▽

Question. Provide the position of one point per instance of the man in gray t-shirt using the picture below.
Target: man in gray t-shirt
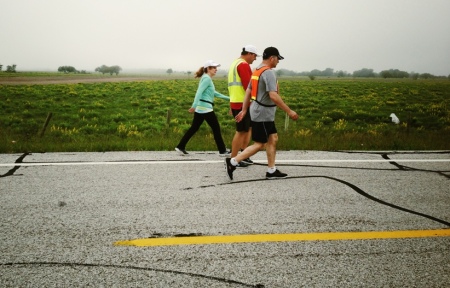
(263, 90)
(267, 82)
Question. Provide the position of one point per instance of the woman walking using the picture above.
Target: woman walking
(202, 107)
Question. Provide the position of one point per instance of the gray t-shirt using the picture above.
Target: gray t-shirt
(267, 82)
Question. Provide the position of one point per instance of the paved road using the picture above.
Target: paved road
(107, 219)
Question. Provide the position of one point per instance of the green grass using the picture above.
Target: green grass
(130, 116)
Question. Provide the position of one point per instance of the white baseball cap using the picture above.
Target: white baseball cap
(211, 63)
(251, 49)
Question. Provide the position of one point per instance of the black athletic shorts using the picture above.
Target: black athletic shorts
(245, 124)
(262, 130)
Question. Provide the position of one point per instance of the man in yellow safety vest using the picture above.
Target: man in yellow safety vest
(239, 76)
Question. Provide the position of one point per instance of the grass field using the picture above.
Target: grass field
(135, 114)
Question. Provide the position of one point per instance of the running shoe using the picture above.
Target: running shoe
(181, 151)
(247, 161)
(276, 175)
(225, 154)
(229, 168)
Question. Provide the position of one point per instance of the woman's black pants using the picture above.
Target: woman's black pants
(212, 121)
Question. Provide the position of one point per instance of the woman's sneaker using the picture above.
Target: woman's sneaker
(181, 151)
(225, 154)
(229, 168)
(276, 175)
(242, 165)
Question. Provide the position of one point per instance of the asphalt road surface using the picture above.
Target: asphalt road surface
(158, 219)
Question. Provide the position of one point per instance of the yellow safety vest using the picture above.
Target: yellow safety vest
(235, 88)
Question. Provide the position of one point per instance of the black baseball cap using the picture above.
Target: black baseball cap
(272, 51)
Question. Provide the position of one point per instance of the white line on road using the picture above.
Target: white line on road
(138, 162)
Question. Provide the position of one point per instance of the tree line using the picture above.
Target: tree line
(9, 68)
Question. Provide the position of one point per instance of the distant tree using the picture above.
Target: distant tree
(426, 76)
(115, 69)
(365, 72)
(67, 69)
(394, 73)
(11, 68)
(340, 73)
(106, 69)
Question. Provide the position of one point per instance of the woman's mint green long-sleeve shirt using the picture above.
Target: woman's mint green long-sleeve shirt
(206, 91)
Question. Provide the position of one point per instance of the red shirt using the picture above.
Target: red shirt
(245, 72)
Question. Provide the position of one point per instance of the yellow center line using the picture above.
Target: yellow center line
(257, 238)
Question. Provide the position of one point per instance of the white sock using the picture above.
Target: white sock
(271, 169)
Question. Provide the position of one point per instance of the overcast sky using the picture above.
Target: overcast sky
(410, 35)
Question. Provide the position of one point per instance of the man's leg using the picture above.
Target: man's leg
(271, 150)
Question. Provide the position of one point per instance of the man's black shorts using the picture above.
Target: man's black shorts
(262, 130)
(245, 124)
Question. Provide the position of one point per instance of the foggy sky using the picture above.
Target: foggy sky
(410, 35)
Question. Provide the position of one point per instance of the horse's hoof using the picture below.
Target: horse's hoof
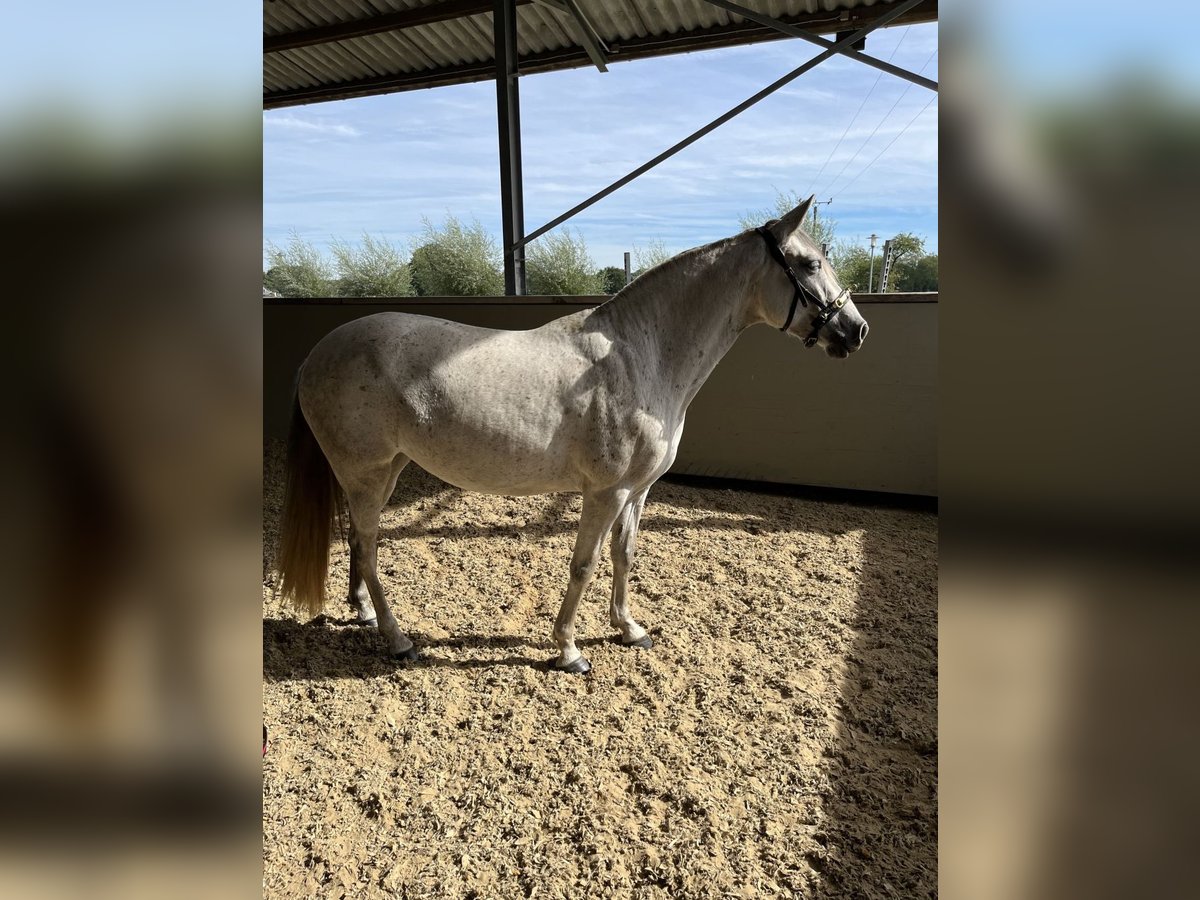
(409, 655)
(576, 666)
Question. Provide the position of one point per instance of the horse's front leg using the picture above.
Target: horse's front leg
(624, 541)
(600, 510)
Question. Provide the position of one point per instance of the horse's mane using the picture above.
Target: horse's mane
(671, 268)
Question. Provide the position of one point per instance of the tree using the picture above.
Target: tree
(921, 275)
(853, 265)
(906, 251)
(298, 270)
(612, 277)
(456, 261)
(652, 255)
(372, 269)
(820, 228)
(559, 264)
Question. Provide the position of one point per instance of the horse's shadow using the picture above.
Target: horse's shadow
(328, 647)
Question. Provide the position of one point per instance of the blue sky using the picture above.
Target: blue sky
(378, 165)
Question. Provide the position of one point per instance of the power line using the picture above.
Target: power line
(846, 187)
(886, 115)
(857, 112)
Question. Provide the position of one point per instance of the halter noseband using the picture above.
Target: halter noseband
(802, 295)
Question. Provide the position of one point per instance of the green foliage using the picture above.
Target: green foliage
(852, 264)
(298, 270)
(558, 264)
(612, 277)
(372, 269)
(912, 269)
(919, 275)
(652, 255)
(819, 227)
(457, 261)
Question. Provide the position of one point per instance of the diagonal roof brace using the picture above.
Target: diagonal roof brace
(589, 39)
(795, 31)
(894, 11)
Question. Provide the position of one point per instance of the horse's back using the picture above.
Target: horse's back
(504, 412)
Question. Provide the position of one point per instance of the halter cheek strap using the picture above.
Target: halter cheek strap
(802, 294)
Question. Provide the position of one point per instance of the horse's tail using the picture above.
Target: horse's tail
(310, 505)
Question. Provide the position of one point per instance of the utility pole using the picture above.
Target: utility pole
(815, 204)
(870, 277)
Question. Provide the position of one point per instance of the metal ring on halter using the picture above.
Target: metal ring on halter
(802, 295)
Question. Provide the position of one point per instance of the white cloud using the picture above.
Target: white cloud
(294, 123)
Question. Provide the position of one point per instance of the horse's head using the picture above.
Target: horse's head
(802, 289)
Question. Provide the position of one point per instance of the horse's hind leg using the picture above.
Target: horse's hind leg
(600, 510)
(359, 598)
(624, 540)
(366, 495)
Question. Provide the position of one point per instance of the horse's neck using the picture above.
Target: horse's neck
(687, 316)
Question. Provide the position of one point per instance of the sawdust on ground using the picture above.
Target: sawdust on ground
(780, 739)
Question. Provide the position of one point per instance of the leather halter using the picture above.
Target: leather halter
(802, 295)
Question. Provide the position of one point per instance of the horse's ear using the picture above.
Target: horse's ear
(792, 221)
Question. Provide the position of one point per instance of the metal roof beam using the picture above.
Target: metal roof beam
(795, 31)
(376, 24)
(732, 34)
(588, 36)
(892, 13)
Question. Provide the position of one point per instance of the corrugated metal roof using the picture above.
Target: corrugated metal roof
(329, 49)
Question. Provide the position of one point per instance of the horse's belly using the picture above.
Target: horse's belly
(491, 462)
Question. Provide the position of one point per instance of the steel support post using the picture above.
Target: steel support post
(508, 114)
(893, 12)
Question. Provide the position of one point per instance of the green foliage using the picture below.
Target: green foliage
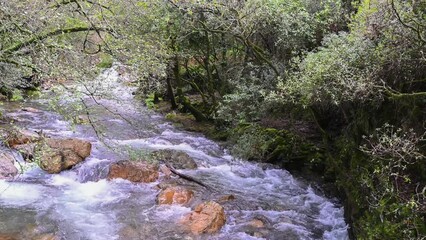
(340, 71)
(16, 95)
(106, 61)
(275, 146)
(392, 198)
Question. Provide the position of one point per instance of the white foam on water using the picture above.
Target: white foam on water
(299, 230)
(20, 194)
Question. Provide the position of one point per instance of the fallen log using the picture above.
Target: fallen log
(186, 177)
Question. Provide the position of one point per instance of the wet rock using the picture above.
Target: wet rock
(178, 159)
(7, 167)
(31, 110)
(82, 119)
(21, 136)
(8, 237)
(47, 236)
(226, 198)
(175, 195)
(81, 147)
(134, 171)
(257, 223)
(27, 150)
(166, 171)
(208, 217)
(56, 155)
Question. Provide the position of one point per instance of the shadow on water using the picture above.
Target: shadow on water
(82, 204)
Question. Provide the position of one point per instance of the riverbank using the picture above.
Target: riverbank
(299, 151)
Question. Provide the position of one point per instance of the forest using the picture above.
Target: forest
(329, 88)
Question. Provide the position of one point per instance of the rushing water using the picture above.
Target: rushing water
(82, 204)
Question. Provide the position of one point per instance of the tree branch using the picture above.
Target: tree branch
(18, 46)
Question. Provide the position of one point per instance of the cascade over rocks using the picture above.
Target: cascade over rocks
(178, 159)
(7, 167)
(175, 195)
(56, 155)
(21, 136)
(27, 150)
(134, 171)
(208, 217)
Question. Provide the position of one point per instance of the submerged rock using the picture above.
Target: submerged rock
(178, 159)
(81, 147)
(134, 171)
(56, 155)
(31, 110)
(257, 223)
(21, 136)
(175, 195)
(27, 150)
(208, 217)
(226, 198)
(7, 167)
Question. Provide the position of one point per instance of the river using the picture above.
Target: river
(81, 204)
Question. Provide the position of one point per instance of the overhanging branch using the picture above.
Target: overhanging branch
(18, 46)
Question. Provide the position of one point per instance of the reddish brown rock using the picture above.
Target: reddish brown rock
(8, 237)
(134, 171)
(56, 155)
(81, 147)
(7, 167)
(30, 109)
(208, 217)
(27, 150)
(175, 195)
(257, 223)
(226, 198)
(22, 136)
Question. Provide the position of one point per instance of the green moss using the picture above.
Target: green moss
(16, 95)
(33, 93)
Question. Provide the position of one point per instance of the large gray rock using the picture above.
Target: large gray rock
(134, 171)
(56, 155)
(7, 167)
(178, 159)
(21, 136)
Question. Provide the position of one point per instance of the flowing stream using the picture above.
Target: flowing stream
(82, 204)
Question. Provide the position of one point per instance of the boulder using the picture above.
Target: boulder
(134, 171)
(256, 223)
(8, 236)
(226, 198)
(56, 155)
(208, 217)
(178, 159)
(7, 167)
(21, 136)
(81, 147)
(31, 110)
(27, 150)
(175, 195)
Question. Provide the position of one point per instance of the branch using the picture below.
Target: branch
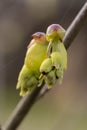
(27, 102)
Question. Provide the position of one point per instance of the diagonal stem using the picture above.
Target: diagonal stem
(28, 101)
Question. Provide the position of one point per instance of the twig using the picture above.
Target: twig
(27, 102)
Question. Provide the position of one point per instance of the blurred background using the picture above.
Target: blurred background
(65, 106)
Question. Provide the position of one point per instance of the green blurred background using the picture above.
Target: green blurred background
(65, 106)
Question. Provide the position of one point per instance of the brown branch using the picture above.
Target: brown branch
(27, 102)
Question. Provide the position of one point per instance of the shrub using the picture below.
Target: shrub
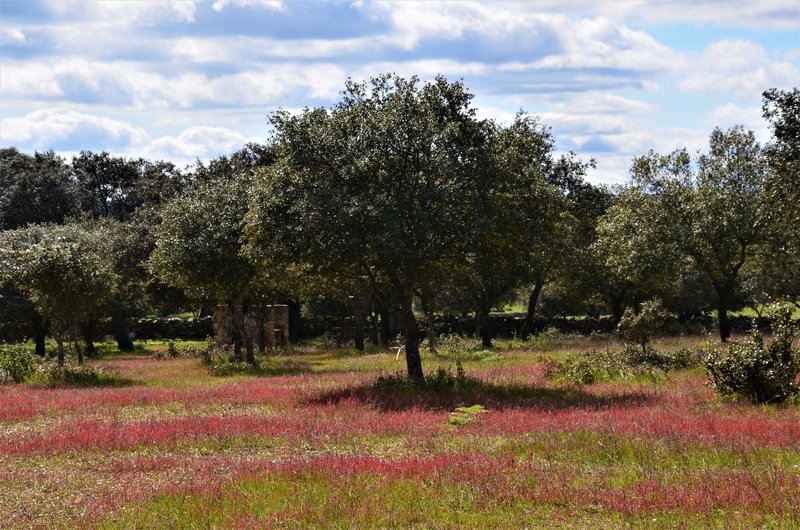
(638, 327)
(442, 380)
(51, 375)
(17, 363)
(755, 371)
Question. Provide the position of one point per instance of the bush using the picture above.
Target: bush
(590, 367)
(17, 363)
(442, 380)
(637, 327)
(757, 372)
(51, 375)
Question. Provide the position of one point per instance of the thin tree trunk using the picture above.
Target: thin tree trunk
(361, 322)
(39, 333)
(616, 307)
(87, 332)
(119, 327)
(295, 321)
(485, 328)
(236, 328)
(724, 323)
(411, 330)
(374, 328)
(427, 307)
(533, 300)
(60, 350)
(386, 328)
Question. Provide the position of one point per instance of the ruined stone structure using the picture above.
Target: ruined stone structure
(266, 330)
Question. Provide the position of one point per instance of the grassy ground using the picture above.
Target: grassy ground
(312, 442)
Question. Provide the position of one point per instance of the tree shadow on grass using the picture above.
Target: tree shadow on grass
(397, 396)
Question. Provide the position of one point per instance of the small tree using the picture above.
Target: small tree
(759, 372)
(62, 270)
(639, 327)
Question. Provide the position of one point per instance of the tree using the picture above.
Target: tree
(62, 270)
(105, 184)
(510, 244)
(376, 187)
(34, 189)
(708, 210)
(199, 244)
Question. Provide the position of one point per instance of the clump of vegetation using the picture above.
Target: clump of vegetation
(756, 371)
(464, 415)
(592, 366)
(441, 380)
(17, 363)
(49, 374)
(461, 348)
(638, 327)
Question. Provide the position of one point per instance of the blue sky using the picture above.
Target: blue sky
(182, 80)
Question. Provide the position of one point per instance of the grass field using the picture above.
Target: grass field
(311, 441)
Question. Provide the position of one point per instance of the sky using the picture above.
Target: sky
(189, 80)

△

§ What you should do
Only the lines from the one with "vegetation using the picture above." through the end of the material are wanted; copy them exactly, both ends included.

§ Final result
Question. Provide the position of one point per instance of the clump of vegetation using the picture above.
Target: clump of vegetation
(756, 371)
(464, 415)
(592, 366)
(441, 380)
(17, 363)
(49, 374)
(461, 348)
(638, 327)
Question. Provide the position of one point per instance of the blue sky using the picture above.
Target: blue sky
(182, 80)
Question. Provide the position of one point per instance of the grass field using the picture above.
Target: grass field
(311, 441)
Question. Provide the position of one point per instance of the sky using the picture above.
Target: sky
(189, 80)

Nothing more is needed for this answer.